### Request 1
According to the passage on Medtronic, how many employees does the company have?

### Given passage
## Begin
I remember working with a great company called Medtronic. It is a Fortune 500 company, publicly listed. They have 104,000 employees. Their CEO brought me in to do a seminar as well as a keynote around diversity but not using diversity in the traditional ways, where a lot of times it’s always about HR policies and making sure that there’s diversity inclusion. I wanted to showcase to a company like Medtronic that was global that you can take your different diverse groups and create a new strategy around not only the HR element of it but how you approach growing your markets. It was a top-line strategy rather than just a policy strategy. We are talking about if Medtronic wanted to go into XYZ markets whether it’s a certain country or demographic, how they could create an internal formulation or a framework to find those right people out of the 104,000 employees that have the cultural experience and also the strategic experience to be able to launch the products or the new businesses within the new markets that the CEO wanted to get into. It was a groundbreaking way of thinking about diversity was an offensive strategy, not a defensive.
You must be watching what is happening in the world in 2020 and saying to yourself, “I told you so.” All the things you have been talking about for many years have been thrust upon businesses now to show consumers that they are thinking about them, they have causes, they are giving back, they have purposes besides just the bottom line for the shareholders. Tell me a little bit about what you think now has happened in 2020 and where the next few years are headed as far as some changes you can see happening that maybe you saw it coming or maybe you can see coming now.
## End
### Request 2
Which lines in the listing below contain the word "ceiling"? Pull out each of those lines and copy it.

### Dataset records
## Begin
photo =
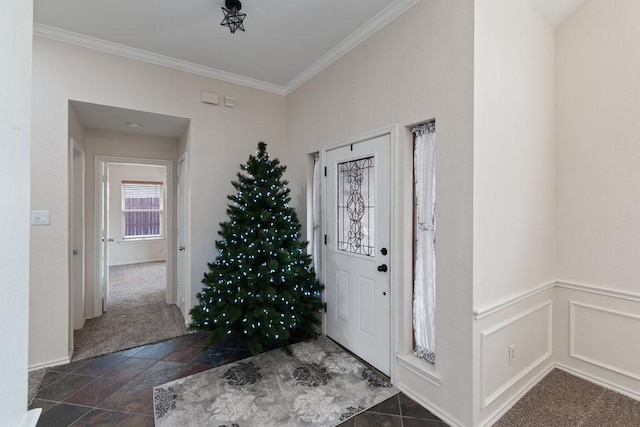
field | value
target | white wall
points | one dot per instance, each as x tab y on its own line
514	151
125	251
220	139
418	67
513	199
106	143
15	125
598	152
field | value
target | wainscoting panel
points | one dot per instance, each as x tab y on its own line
605	337
530	333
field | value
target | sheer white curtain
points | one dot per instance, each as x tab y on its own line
424	286
315	206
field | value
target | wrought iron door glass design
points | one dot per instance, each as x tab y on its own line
355	220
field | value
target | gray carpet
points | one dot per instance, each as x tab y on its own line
319	385
137	313
564	400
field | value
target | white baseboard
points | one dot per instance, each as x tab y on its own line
599	381
32	417
499	413
49	364
433	409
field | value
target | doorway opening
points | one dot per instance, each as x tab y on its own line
130	281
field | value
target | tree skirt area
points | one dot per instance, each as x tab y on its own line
319	385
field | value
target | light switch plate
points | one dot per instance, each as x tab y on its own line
40	217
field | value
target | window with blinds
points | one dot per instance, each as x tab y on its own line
142	209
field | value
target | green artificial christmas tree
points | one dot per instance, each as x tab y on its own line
261	286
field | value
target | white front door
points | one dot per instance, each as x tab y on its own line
357	285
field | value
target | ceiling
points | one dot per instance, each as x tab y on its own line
286	41
283	38
122	120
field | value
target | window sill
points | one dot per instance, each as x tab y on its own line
420	368
141	240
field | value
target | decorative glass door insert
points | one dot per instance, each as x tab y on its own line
356	219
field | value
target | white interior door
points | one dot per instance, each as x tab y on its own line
180	235
77	233
104	235
357	285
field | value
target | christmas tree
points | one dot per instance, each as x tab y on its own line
261	286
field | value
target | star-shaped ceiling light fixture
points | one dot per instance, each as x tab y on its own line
232	16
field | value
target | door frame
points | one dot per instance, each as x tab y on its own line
186	233
395	228
170	242
76	231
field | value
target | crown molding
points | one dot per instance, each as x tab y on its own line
88	42
361	34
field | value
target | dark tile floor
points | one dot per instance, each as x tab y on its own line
116	389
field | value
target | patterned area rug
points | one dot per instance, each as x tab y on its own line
320	385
## End
### Correct response 1
104,000

### Correct response 2
target | ceiling
target | star-shaped ceiling light fixture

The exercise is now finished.